> [Given problem]
From the listing that follows, extract every line and set it down unaltered.

> [Record set]
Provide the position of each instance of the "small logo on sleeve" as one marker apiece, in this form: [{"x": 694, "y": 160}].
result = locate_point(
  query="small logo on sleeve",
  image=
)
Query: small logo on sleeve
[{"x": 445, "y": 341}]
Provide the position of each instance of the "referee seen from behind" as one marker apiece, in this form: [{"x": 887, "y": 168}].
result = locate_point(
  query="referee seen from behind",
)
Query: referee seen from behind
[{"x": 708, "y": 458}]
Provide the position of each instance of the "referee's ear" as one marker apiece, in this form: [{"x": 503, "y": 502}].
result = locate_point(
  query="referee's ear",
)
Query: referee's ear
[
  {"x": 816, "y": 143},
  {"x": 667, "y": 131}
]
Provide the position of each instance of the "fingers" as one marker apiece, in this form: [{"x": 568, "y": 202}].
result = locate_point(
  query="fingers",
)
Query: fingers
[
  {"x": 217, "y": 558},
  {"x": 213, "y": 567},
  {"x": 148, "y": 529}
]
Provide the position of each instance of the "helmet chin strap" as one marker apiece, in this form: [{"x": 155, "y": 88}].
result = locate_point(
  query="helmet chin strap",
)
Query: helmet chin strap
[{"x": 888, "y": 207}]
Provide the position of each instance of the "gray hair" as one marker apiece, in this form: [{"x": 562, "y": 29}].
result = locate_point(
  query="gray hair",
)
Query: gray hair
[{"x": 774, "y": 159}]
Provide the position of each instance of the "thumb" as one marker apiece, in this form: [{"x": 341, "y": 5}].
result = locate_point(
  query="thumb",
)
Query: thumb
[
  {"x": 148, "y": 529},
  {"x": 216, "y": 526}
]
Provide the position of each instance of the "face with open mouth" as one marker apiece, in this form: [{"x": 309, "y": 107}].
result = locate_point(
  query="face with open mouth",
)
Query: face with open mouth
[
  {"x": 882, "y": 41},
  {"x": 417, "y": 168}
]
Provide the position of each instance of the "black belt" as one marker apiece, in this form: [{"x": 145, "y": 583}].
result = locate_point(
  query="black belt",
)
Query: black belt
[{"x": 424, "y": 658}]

> [Reply]
Provide the position of each instance of the "small logo on sleeve" as one marker apiece, in this form: [{"x": 694, "y": 160}].
result = locate_point(
  query="small logo on sleeve",
  image=
)
Query: small logo on sleeve
[{"x": 445, "y": 341}]
Provide the position of each instance of the "referee seen from behind" as one marker apiece, in this form: [{"x": 887, "y": 168}].
result = locate_point(
  query="referee seen from behind",
)
Query: referee seen from behind
[{"x": 708, "y": 458}]
Provide the position of each instance of the "referee's ear" as one marker apiece, in this form: [{"x": 503, "y": 502}].
result = locate_point(
  query="referee's ear",
)
Query: referee's ear
[
  {"x": 816, "y": 143},
  {"x": 667, "y": 131}
]
Provide the position of each instance of the "fingers" as one marker apiece, in this form: [{"x": 568, "y": 202}].
result = locate_point(
  query="fingers",
)
Query: fingers
[
  {"x": 217, "y": 558},
  {"x": 213, "y": 567},
  {"x": 148, "y": 529}
]
Provide the position of each instance of the "helmet chin strap" as one marker apiece, in this form: [{"x": 155, "y": 88}].
result = locate_point(
  query="helmet chin strap",
)
Query: helmet chin strap
[{"x": 888, "y": 207}]
Provide the position of each instance of the "gray hair" as one marker apiece, in this form: [{"x": 562, "y": 29}].
result = locate_point(
  query="gray hair",
)
Query: gray hair
[{"x": 774, "y": 159}]
Provide the position of each instance of the "thumb" as one marker apiece, in this form: [{"x": 341, "y": 5}].
result = locate_point(
  query="thumb",
)
Query: thumb
[
  {"x": 148, "y": 529},
  {"x": 216, "y": 526}
]
Provide the position of each instance of the "face with open mouth" as one marker apiece, in this form: [{"x": 309, "y": 107}].
result = locate_point(
  query="face with open mouth",
)
Query: face with open mouth
[
  {"x": 882, "y": 41},
  {"x": 417, "y": 168}
]
Provide the position of each instance of the "black belt" as one marker apiece, in this form: [{"x": 145, "y": 583}].
result = locate_point(
  query="black belt",
)
Query: black belt
[{"x": 424, "y": 658}]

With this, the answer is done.